• [WHAT TO WORK ON]: Transcribe the material in full, exactly as written.

• [RECORDS SHOWN]:
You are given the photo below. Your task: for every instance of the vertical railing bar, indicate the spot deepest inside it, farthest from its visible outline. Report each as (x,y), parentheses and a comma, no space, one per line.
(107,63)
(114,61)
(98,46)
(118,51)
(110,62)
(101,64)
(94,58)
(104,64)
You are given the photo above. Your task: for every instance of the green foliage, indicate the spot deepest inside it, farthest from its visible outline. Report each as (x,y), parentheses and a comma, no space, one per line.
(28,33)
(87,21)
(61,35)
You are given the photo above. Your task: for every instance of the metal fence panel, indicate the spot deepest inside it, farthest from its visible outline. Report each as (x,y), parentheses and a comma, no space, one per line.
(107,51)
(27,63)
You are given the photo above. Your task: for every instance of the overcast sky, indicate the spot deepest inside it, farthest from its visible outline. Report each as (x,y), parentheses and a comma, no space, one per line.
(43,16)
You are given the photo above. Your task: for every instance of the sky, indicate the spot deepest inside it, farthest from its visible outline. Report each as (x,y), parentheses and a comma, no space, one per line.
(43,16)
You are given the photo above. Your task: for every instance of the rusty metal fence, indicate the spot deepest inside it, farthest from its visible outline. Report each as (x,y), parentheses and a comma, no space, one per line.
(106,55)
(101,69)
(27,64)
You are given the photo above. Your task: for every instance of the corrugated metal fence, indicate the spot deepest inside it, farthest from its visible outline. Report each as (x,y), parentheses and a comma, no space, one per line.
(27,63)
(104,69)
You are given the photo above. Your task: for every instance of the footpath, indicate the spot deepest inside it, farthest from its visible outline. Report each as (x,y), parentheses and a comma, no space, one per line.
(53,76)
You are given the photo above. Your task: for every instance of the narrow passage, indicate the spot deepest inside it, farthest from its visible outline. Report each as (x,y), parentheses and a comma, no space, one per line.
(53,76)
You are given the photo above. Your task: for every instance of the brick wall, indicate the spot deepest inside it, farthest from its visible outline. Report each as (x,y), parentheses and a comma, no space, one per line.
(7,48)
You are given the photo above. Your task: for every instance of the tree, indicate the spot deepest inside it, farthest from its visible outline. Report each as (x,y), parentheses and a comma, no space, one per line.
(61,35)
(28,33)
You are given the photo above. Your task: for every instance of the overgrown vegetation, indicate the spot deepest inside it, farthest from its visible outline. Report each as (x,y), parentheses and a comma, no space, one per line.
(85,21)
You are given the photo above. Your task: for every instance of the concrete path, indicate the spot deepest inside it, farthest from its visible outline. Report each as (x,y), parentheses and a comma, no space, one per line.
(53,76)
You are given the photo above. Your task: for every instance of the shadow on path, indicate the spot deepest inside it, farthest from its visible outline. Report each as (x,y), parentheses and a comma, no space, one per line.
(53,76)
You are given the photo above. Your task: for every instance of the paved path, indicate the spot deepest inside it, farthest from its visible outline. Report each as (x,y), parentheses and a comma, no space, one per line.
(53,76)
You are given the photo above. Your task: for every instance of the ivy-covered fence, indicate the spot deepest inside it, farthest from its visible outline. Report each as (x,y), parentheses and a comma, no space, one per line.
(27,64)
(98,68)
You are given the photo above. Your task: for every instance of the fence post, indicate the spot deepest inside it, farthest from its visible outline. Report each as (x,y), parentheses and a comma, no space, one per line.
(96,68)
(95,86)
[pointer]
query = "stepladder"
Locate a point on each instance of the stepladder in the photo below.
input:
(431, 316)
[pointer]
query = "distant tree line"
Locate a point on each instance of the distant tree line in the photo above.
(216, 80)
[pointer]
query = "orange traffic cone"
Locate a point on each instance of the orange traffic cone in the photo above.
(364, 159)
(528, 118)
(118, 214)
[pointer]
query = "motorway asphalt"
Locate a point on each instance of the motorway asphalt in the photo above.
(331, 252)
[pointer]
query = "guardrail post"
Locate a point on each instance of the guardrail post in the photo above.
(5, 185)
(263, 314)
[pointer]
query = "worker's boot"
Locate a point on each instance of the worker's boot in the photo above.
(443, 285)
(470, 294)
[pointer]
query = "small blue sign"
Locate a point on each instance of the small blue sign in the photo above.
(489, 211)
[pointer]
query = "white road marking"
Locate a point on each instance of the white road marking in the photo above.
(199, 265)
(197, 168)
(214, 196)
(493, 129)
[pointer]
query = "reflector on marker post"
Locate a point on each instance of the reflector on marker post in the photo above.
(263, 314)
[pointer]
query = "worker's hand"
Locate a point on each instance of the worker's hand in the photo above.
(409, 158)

• [FINISHED TASK]:
You are given the photo below. Your task: for every instance of the vertical railing bar, indicate the spot deepest inside it, farthest from its visible outline. Report each as (x,y), parentheses and a comma, no space, one per line.
(107,63)
(114,61)
(98,46)
(118,51)
(110,62)
(101,64)
(94,58)
(104,64)
You are given the photo above. Your task: for every instance of the green foliage, indicate the spot deepest inside it, farthest from its visible outline. Report each as (x,y), parentheses and a comma, no space, one per line.
(28,33)
(87,21)
(61,35)
You are given the photo above. Your task: for every instance of the metal fence panel, indicate the spot deepest inside it, farthest from its visible outline. Report each as (x,y), parentheses and a comma, no space, one per line.
(107,51)
(27,63)
You are given the photo above. Your task: for every instance of the overcast sky, indicate the spot deepest inside it, farthest from its visible outline. Report each as (x,y), parentheses and a comma, no space, one per line.
(43,16)
You are given the photo above. Your task: for every instance of the sky, indicate the spot deepest inside it, farthest from its visible outline. Report each as (x,y), parentheses and a comma, no space, one per line.
(43,16)
You are given the photo above. Your task: for every instance of the rusty metal fence, indicate the spot deepest inside it, farthest from its visible outline. Report each as (x,y), parentheses and a comma, no space, one per line.
(106,55)
(101,69)
(27,64)
You are given the photo above. Your task: for every instance of the corrugated metal fence, indicate the spot deepest inside it, farthest from its visible outline. Report each as (x,y), parentheses and a comma, no space, one per line.
(27,63)
(104,69)
You are given the photo above. Your task: for every instance of the footpath, indicate the spot deepest inside it, farthest from its visible outline. Report each as (x,y), parentheses and a comma, no space, one per line.
(53,76)
You are given the photo above. Your task: for every instance of the narrow passage, indicate the spot deepest inside it, farthest from its visible outline. Report each as (x,y), parentheses and a comma, no space, one per line.
(53,76)
You are given the photo above. Your task: for every instance of the brick wall, indicate the spot deepest inside it, farthest from its visible outline. Report each as (x,y), parentheses and a comma, no space, one per line.
(7,48)
You are given the photo above. Your task: for every instance of the tree, indicate the spot deepest inside it, farthest from its visible outline. Report each as (x,y), parentheses and a comma, no space, one per line.
(61,35)
(28,33)
You are given the photo above. Your task: for every instance of the overgrown vegetation, indicate the spot deepest inside it, farthest from its visible outline. Report each as (x,y), parentheses and a comma, no space, one per line.
(85,21)
You are given the photo above. Your task: for every instance of the concrete path, indicate the spot deepest inside it, farthest from its visible outline. Report each as (x,y), parentheses and a comma, no space, one per line.
(53,76)
You are given the photo above. Your task: for every instance of the shadow on path, indicate the spot deepest inside it, farthest from its visible outline. Report each as (x,y), parentheses and a comma, no space, one per line.
(53,76)
You are given the photo above. Your task: for every instance of the paved path, indicate the spot deepest inside it, farthest from its visible outline. Report each as (x,y), parentheses and a comma, no space, one per line.
(53,76)
You are given the photo above. Your task: for every instance of the ivy-covered fence, indicate the spot deepest inside it, farthest from its visible outline. Report each as (x,y), parentheses and a comma, no space, one per line.
(27,64)
(98,68)
You are given the photo above. Your task: for every instance of the fence post, indicate the spot deepest inside it, farthest from its visible outline. Report each as (x,y), parentheses and a comma, no space, one per line.
(96,68)
(95,86)
[pointer]
query = "stepladder"
Locate a point on each instance of the stepladder in the photo below.
input:
(431, 316)
[pointer]
query = "distant tree line"
Locate a point on each instance of the distant tree line in the photo above.
(216, 80)
[pointer]
query = "orange traffic cone"
Locate a point on each instance of the orange traffic cone in the photo above.
(364, 159)
(528, 118)
(118, 214)
[pointer]
query = "motorway asphalt"
Locate a point on each instance of the motorway asphalt in the photo above.
(331, 252)
[pointer]
query = "guardrail post"
Locate a point on each instance of the guardrail post in the photo above.
(5, 185)
(263, 314)
[pointer]
query = "worker's boot"
Locate a point on each instance of the worker's boot in the photo above.
(443, 285)
(470, 294)
[pointer]
query = "small blue sign"
Locate a point on each instance of the small blue sign in the photo above.
(489, 211)
[pointer]
query = "white road marking"
Locate a point on each instance of the white road marking in the photo above.
(199, 265)
(197, 168)
(214, 196)
(493, 129)
[pointer]
query = "reflector on marker post"
Locate a point on each instance of the reflector on marker post in the photo above.
(263, 314)
[pointer]
query = "worker's hand"
Locate a point on each instance of the worker's hand in the photo above.
(409, 158)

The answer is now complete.